### [Extract]
···
This is something I tried out in ipython
the behavior is quite clear: when creating the dictionary in lines 3 and 6, the dictionaries are created as if invoked by dict(**kwargs)
and the kwargs are being processed left to right but is it a CPython implementation or is the behavior actually specified in Python's grammar?
Python 3.12.2 (v3.12.2:6abddd9f6a, Feb 6 2024, 17:02:06) [Clang 13.0.0 (clang-1300.0.29.30)]
Type 'copyright', 'credits' or 'license' for more information
IPython 8.22.2 -- An enhanced Interactive Python. Type '?' for help.
In [1]: x={"a":1, "b":2, "c":4}
In [2]: y= dict(z=x.pop("b"), **x)
In [3]: y
Out[3]: {'z': 2, 'a': 1, 'c': 4}
In [4]: x
Out[4]: {'a': 1, 'c': 4}
In [5]: x={"a":1, "b":2, "c":4}
In [6]: y= dict(**x, z=x.pop("b") )
In [7]: y
Out[7]: {'a': 1, 'b': 2, 'c': 4, 'z': 2}
In [8]: x
Out[8]: {'a': 1, 'c': 4}
The fact that arguments are evaluated from left to right is specified. For example, the evaluation order section of the documentation says that the subexpressions in
expr1(expr2, expr3, *expr4, **expr5)
are evaluated in the order suggested by their numeric suffixes.
However, it is not specified whether unpacking a *
- or **
-unpacked argument happens before evaluating later arguments. The details of unpacking order were even changed by accident in Python 3.9.
Thus, your first dict
call
dict(z=x.pop("b"), **x)
must evaluate x.pop("b")
before evaluating x
, and x
must of course be evaluated before it can be unpacked, so the behavior of this expression is guaranteed.
However, for your second dict
call:
dict(**x, z=x.pop("b") )
···
### [The task]
Repeat, unchanged, the part of the Python thread that opens with the words "and the kwargs" and closes with "Type '?' for help.". The lines that come after this have no connection to the Python thread.

### [Entries]
···
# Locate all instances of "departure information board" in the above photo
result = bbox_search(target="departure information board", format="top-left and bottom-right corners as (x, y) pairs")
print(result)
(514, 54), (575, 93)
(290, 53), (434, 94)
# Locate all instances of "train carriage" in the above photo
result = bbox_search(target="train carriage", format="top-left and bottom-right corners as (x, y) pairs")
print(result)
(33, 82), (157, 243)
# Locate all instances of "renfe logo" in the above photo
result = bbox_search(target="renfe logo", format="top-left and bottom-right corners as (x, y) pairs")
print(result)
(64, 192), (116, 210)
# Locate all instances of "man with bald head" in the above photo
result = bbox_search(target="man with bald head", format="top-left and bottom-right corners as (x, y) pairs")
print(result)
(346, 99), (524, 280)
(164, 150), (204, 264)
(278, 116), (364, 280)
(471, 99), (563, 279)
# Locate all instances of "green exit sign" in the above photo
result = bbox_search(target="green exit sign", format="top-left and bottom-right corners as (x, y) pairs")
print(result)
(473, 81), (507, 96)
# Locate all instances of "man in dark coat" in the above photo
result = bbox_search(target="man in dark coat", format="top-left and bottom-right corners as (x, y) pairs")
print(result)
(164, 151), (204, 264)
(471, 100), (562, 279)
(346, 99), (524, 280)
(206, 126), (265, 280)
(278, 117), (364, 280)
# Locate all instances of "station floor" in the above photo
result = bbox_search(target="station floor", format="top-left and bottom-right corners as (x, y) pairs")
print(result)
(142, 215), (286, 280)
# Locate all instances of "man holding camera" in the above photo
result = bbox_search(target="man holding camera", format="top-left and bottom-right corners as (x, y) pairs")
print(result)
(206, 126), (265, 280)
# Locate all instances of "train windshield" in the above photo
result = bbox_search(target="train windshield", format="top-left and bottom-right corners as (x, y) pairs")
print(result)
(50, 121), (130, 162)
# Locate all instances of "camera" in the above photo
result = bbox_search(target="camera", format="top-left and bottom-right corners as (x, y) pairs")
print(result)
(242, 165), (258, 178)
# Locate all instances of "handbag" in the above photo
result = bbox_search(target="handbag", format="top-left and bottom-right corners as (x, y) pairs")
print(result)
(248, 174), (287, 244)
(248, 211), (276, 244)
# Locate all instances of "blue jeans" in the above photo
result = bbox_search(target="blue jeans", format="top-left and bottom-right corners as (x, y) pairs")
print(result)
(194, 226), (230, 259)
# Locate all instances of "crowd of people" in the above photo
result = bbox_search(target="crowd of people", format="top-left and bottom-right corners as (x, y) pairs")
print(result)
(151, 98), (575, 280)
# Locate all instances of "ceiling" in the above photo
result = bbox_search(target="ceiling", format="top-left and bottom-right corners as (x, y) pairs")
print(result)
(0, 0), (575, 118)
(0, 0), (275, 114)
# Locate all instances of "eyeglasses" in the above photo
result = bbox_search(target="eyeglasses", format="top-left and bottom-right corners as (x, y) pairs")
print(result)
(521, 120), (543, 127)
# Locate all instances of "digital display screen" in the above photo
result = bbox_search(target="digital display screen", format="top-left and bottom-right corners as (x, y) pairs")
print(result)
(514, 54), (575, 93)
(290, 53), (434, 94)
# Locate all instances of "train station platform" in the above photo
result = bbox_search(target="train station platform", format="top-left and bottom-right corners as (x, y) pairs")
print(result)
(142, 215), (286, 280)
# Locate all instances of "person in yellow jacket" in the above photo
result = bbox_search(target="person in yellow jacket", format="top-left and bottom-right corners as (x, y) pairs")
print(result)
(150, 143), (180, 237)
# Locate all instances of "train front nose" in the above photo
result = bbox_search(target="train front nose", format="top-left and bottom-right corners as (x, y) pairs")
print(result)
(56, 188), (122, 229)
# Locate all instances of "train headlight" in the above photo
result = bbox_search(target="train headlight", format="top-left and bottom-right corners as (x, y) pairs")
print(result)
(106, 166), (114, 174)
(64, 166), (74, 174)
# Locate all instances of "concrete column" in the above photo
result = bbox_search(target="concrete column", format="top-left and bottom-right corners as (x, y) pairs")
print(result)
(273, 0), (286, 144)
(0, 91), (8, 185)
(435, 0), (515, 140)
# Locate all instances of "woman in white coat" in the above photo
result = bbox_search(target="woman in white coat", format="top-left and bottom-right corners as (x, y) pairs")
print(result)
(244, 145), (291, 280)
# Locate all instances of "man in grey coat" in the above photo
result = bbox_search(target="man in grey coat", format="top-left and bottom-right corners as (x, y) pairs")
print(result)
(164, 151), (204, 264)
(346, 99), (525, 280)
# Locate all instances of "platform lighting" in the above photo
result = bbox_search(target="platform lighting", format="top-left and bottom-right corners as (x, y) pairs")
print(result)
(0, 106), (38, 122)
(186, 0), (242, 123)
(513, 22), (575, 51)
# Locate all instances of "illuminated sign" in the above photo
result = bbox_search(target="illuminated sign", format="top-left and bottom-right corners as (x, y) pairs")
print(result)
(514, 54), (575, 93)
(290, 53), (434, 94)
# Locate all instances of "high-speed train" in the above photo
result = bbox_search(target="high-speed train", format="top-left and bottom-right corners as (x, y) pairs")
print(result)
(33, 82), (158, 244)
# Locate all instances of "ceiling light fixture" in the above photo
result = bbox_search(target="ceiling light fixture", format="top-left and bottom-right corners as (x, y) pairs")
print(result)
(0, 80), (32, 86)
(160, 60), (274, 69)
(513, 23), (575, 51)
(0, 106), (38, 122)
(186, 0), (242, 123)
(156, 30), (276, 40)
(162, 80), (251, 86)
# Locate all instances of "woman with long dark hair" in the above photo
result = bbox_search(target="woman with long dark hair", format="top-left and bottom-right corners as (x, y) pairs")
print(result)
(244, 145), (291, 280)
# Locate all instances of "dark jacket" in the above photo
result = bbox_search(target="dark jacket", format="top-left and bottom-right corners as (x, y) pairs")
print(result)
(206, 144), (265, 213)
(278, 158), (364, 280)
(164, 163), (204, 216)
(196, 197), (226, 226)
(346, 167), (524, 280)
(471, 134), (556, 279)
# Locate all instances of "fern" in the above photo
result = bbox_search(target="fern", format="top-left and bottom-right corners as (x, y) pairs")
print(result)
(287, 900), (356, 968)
···
### [The completed task]
and the kwargs are being processed left to right but is it a CPython implementation or is the behavior actually specified in Python's grammar?
Python 3.12.2 (v3.12.2:6abddd9f6a, Feb 6 2024, 17:02:06) [Clang 13.0.0 (clang-1300.0.29.30)]
Type 'copyright', 'credits' or 'license' for more information
IPython 8.22.2 -- An enhanced Interactive Python. Type '?' for help.